* _Exercise description_: Edit the entries below by changing every "photo" to "image" and keeping everything else the same. Leave the pictures out of your version.

* _Information given_:
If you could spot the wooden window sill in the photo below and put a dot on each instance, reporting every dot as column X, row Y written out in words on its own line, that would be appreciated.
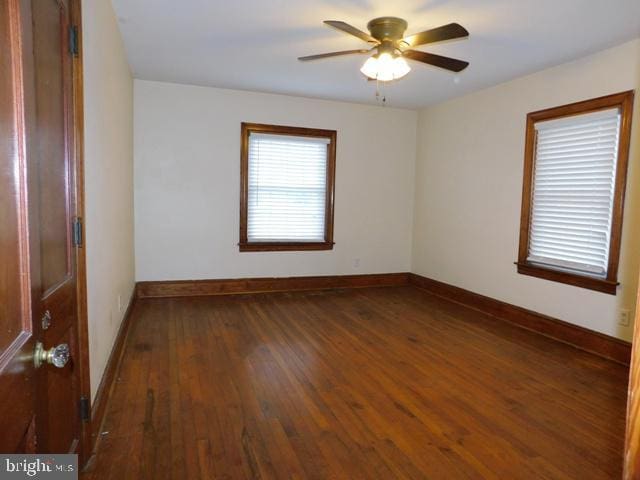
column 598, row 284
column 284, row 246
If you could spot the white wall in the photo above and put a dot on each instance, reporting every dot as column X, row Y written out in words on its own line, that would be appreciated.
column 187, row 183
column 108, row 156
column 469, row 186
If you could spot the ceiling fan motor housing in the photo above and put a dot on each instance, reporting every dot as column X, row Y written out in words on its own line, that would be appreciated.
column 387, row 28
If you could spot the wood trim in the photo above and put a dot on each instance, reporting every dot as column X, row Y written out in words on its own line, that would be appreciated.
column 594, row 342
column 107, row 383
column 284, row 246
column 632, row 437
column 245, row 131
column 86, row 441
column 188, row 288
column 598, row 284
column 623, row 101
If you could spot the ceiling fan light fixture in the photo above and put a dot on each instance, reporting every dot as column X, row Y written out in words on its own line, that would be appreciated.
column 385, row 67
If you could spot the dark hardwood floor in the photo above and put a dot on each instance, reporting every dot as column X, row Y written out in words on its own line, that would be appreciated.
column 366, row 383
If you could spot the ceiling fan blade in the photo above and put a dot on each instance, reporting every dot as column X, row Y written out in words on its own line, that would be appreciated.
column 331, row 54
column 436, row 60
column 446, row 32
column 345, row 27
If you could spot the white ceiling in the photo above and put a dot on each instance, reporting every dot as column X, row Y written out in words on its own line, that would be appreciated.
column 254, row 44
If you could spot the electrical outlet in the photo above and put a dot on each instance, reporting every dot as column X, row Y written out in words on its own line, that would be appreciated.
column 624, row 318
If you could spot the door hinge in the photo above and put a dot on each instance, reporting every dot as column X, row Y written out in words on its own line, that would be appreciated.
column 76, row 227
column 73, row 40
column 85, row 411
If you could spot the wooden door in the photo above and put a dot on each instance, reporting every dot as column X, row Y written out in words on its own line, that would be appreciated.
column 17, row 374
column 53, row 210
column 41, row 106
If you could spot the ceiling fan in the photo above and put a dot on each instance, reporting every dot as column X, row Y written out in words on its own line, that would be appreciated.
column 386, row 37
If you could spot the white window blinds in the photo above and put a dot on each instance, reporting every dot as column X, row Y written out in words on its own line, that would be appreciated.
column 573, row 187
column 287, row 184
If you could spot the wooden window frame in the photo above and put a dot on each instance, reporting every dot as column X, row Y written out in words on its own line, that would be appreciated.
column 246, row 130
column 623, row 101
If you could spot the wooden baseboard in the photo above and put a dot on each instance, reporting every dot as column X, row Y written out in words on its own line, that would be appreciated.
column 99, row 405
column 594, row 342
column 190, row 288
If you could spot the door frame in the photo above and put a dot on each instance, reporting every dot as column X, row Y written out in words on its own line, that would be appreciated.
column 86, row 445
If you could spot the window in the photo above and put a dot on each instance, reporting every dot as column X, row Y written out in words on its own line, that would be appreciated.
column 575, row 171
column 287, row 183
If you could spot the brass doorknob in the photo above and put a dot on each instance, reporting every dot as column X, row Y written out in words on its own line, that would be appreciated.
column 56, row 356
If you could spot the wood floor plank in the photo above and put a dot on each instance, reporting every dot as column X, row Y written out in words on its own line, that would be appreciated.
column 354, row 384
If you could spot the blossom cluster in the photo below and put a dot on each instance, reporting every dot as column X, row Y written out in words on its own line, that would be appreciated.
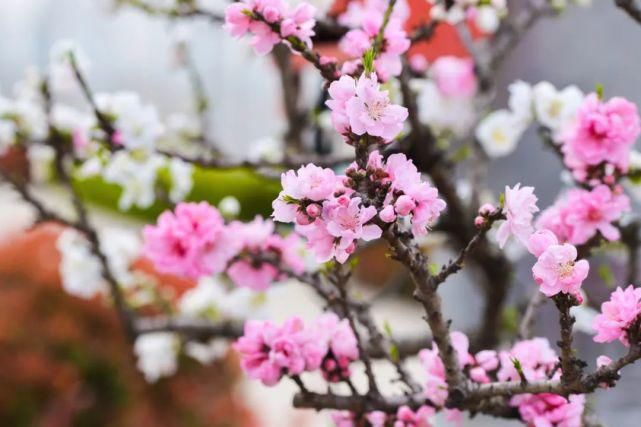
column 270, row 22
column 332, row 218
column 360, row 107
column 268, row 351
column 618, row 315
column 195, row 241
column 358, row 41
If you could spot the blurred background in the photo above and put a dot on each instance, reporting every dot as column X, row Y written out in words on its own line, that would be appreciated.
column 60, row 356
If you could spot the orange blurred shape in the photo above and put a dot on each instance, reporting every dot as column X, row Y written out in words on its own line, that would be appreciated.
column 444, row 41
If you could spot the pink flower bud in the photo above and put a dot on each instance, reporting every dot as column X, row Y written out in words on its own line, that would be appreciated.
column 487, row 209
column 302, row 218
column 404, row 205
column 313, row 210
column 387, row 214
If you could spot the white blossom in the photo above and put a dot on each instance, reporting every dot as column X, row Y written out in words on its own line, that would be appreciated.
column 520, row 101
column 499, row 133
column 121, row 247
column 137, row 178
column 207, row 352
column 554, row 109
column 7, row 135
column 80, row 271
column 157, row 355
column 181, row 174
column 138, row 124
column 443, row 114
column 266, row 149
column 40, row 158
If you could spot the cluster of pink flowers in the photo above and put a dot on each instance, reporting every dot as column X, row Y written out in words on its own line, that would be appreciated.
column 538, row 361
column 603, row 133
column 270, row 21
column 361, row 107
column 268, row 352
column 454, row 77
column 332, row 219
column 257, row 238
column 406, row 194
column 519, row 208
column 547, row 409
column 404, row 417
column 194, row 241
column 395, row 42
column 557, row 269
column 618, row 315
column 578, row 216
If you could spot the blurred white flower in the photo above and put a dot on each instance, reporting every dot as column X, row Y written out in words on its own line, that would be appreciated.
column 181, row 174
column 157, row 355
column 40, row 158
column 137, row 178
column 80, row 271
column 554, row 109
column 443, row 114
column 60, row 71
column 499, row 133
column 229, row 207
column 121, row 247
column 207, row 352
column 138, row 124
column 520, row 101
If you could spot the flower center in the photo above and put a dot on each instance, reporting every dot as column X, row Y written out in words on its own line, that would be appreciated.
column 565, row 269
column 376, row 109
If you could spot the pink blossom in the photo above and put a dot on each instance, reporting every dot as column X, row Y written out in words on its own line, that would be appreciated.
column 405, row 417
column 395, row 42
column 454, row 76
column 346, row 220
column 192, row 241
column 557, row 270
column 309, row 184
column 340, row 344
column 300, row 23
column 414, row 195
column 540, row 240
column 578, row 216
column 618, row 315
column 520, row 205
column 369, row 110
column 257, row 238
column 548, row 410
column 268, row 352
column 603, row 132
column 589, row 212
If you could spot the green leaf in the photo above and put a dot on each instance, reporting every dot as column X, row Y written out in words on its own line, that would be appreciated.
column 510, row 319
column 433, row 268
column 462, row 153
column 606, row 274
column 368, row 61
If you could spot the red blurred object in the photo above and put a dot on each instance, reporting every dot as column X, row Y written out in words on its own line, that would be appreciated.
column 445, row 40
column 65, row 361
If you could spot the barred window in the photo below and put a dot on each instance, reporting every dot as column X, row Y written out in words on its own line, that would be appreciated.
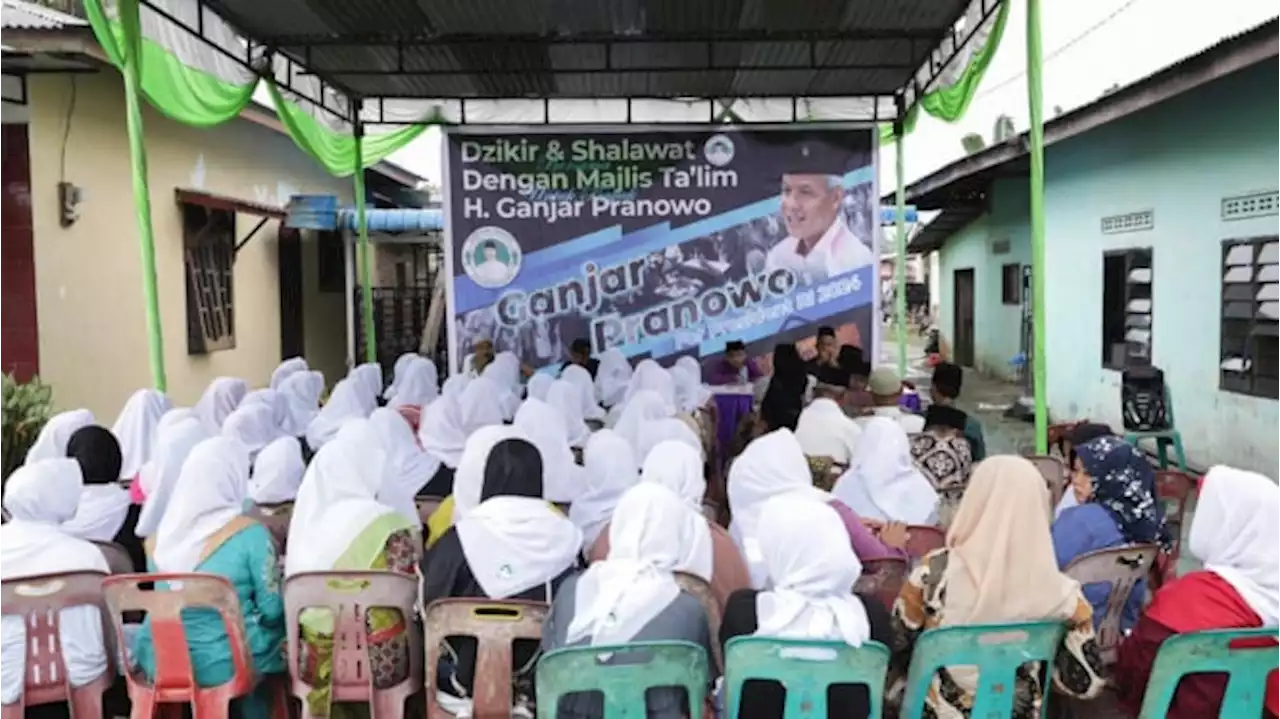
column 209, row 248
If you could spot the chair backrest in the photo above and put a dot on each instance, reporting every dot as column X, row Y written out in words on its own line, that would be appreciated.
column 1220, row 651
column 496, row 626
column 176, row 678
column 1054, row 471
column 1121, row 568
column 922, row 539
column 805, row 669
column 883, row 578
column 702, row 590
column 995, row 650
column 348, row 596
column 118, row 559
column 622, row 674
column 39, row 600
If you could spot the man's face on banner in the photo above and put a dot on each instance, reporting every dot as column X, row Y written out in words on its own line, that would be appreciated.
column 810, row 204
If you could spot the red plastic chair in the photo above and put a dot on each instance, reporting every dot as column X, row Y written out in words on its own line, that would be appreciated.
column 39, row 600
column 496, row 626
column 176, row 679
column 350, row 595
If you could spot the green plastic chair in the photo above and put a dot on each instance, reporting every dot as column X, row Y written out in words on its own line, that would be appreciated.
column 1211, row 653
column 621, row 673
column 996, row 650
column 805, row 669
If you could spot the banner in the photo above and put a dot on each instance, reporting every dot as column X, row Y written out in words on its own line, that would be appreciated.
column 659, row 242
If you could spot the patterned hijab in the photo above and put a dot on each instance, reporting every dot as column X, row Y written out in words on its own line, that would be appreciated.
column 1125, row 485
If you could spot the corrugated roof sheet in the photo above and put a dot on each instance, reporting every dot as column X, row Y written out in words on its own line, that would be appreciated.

* _Task solution_:
If you could spot the wooden window sill in the image below and put a dot on each instance, reporting every dot as column X, row Y written out in words on its own line, that would be appreciated.
column 598, row 284
column 284, row 246
If you could spot the white wall in the image above and put a dot on each instance, reporting every dot as column X, row Y written out in words on its own line, that would be appreciated.
column 187, row 183
column 108, row 156
column 469, row 186
If you could spot the ceiling fan motor housing in the image above and put a dot on each instance, reporting every dot as column X, row Y written out in words on its own line, that would be appreciated.
column 387, row 28
If you could spot the wood trim in the image above and put a dot on each instance, reporting every dot as column X, row Y written out in words on its own line, that would be appreciated.
column 594, row 342
column 107, row 383
column 284, row 246
column 632, row 437
column 245, row 131
column 86, row 441
column 188, row 288
column 598, row 284
column 623, row 101
If you could spot the ceiling fan light fixture in the image above and put a dot on each instance, reporting every dot as column X, row Y written out in words on its own line, that would be appreciated.
column 385, row 67
If you could spot the dark hardwood floor in the image above and put a dot on each instance, reporting every dot as column X, row Y written out in words on its own line, that would be appreciated.
column 366, row 383
If you could spot the ceiling fan blade in the image above and put a dot on each instance, reporting every dot as column X, row Y written out in words on its own line, that would be appreciated.
column 331, row 54
column 436, row 60
column 446, row 32
column 345, row 27
If you could spot the white ceiling in the image above and put a dot on each instance, reporting every dot as column X, row Y written out in words on its own line, that would be appreciated.
column 254, row 44
If you could spot the electrical outlet in the image above and put a dot on each instance, reporting every dot as column X, row Y written out in words on its own line, that would be appreciated.
column 624, row 318
If you could spot the door hinge in the image above and put a dot on each instance, reporting every dot as column X, row Y written out in words on its own line, that would be appreciated.
column 76, row 227
column 73, row 40
column 85, row 411
If you could spot the wooden door in the image above and put a dot on each instance, reporting every dot as column X, row Y written out in words on its own line, that would be appreciated.
column 17, row 374
column 53, row 210
column 41, row 106
If you could spot the ceiling fan in the image above and put a dot on each instance, reporting every dot as column X, row Y written out in words on its own line, that would be appreciated.
column 386, row 37
If you could spot the white window blinds in the image above and put a dot on each instance, reporting every dot as column X, row Y written out in words on its own line, that would be appreciated.
column 573, row 187
column 287, row 184
If you could spot the wooden window frame in the image above and put a dot on each instance, reporting every dot as column X, row Y written out in words on its own line, that would be appreciated.
column 246, row 130
column 623, row 101
If you could spot the wooden baseboard in the image above and put a dot on each instance, reporting every dot as column X, row Y written out in words on its own line, that would be appreciated.
column 99, row 405
column 594, row 342
column 190, row 288
If you could spot the door frame in the image above and put a dot on each instance, reporting every dot as column X, row Y written out in words on its own line, that would be appreciated.
column 86, row 445
If you could spot the window in the image above and put a dot on each instance, reporting every dot as column X, row Y written out in words on its own line, that would be appreciated.
column 575, row 171
column 287, row 183
If you could spot the brass doorknob in the image above and put a dot on each instance, reporting every dot as column X, row Y written out in words on its own line, that would be appreciated.
column 56, row 356
If you could spot the wood floor plank in the image above and put a dot on each instance, reporting every dot as column X, row Y written out in words on its own line, that would be appreciated.
column 354, row 384
If you could spot the blossom cluster in the image below and put a dot on each instance, reporting every dot as column X, row Y written out in words on its own line, that would be appreciated.
column 270, row 22
column 332, row 218
column 360, row 107
column 268, row 351
column 618, row 315
column 195, row 241
column 358, row 41
If you could spot the blurred background in the image above and put a dot on each instance, reporting every dot as column X, row Y written out in words on its own line, that would be appreciated.
column 60, row 356
If you could spot the orange blurred shape in the image above and put a dot on each instance, reporting every dot as column X, row Y written out in words on its own line, that would be appreciated.
column 444, row 41
If you could spot the pink flower bud in the image above and put a dot on each instance, reporting every dot as column X, row Y written out in words on its own line, that would be appreciated.
column 487, row 209
column 302, row 218
column 404, row 205
column 313, row 210
column 387, row 214
If you could spot the white blossom in the image above and put a dot on each instance, reporting every dot as column X, row Y written out in words on its own line, that would be appreciated.
column 520, row 101
column 499, row 133
column 121, row 247
column 137, row 178
column 207, row 352
column 554, row 109
column 7, row 135
column 80, row 271
column 157, row 355
column 181, row 174
column 138, row 124
column 443, row 114
column 266, row 149
column 40, row 158
If you could spot the cluster of pink flowers in the image above and put a dot on each instance, reporting every dot as column X, row Y written out in words on its own line, that would be appreciated.
column 538, row 361
column 603, row 133
column 270, row 21
column 361, row 107
column 268, row 352
column 454, row 77
column 332, row 219
column 257, row 238
column 406, row 194
column 519, row 208
column 547, row 409
column 404, row 417
column 194, row 241
column 395, row 42
column 557, row 269
column 618, row 315
column 578, row 216
If you could spot the blurred white flower in the image above and put a dot on each instance, reporting every dot as column X, row Y written out in words on its own line, that would be appreciated.
column 181, row 174
column 157, row 355
column 40, row 158
column 137, row 178
column 80, row 271
column 554, row 109
column 443, row 114
column 60, row 71
column 499, row 133
column 229, row 207
column 121, row 247
column 207, row 352
column 138, row 124
column 520, row 101
If you could spot the flower center in the image above and put a dot on each instance, reporting every dot as column X, row Y written out in words on its own line, that would be appreciated.
column 565, row 269
column 376, row 109
If you could spot the pink blossom in the image above and put a dot on each instance, reporting every dot as column X, row Y written out in words on its own line, that would be appreciated.
column 405, row 417
column 395, row 42
column 454, row 76
column 346, row 220
column 192, row 241
column 557, row 270
column 309, row 184
column 340, row 344
column 300, row 23
column 414, row 195
column 540, row 240
column 578, row 216
column 618, row 315
column 520, row 205
column 369, row 110
column 257, row 238
column 548, row 410
column 268, row 352
column 603, row 132
column 589, row 212
If you could spot the green leaf in the image above and put a dot on each instance, reporting every dot as column X, row Y written out in words on its own line, that would be appreciated.
column 510, row 319
column 433, row 268
column 462, row 153
column 606, row 274
column 368, row 61
If you could spot the red blurred object in the image above and put a dot on each instance, reporting every dot as column X, row Y written out in words on its own line, that would be appreciated.
column 445, row 40
column 65, row 361
If you could spot the barred window in the image below and put a dot on each instance, reporting every dot as column X, row Y written out in words on its own line, that would be appreciated.
column 209, row 248
If you could spot the chair backrest in the image above and put a dot on each instance, reporting every dot as column X, row Y written out in words on its own line, that would be appreciated.
column 1220, row 651
column 496, row 626
column 176, row 678
column 1054, row 471
column 1121, row 568
column 922, row 539
column 805, row 669
column 883, row 578
column 702, row 590
column 995, row 650
column 348, row 596
column 118, row 559
column 622, row 674
column 39, row 600
If you could spot the man's face on banner in the image above and put a dot on each instance, reporting every dot as column X, row Y written out in words on its own line, that would be appreciated.
column 810, row 204
If you could spot the red plastic chair in the image above and put a dot on each instance, reporting every dot as column X, row Y written out in words on its own line, that would be appreciated.
column 39, row 600
column 496, row 626
column 176, row 679
column 350, row 595
If you could spot the green plastic chair in the image above and put a dot on each instance, reporting every dot as column X, row Y written out in words on its own line, that would be appreciated.
column 1211, row 653
column 621, row 673
column 996, row 650
column 805, row 669
If you could spot the banner in the image above and put a dot on each instance, reporting every dot as column X, row Y written out in words on its own line, that would be appreciated.
column 659, row 242
If you could spot the patterned hijab in the image above and put a dot on each instance, reporting every dot as column X, row Y written out in words on its own line, that would be appreciated.
column 1125, row 485
If you could spot the corrugated roof sheet in the image above and put a dot on each instance, reporting every dot as column X, row Y written out in words on its own line, that would be appreciated.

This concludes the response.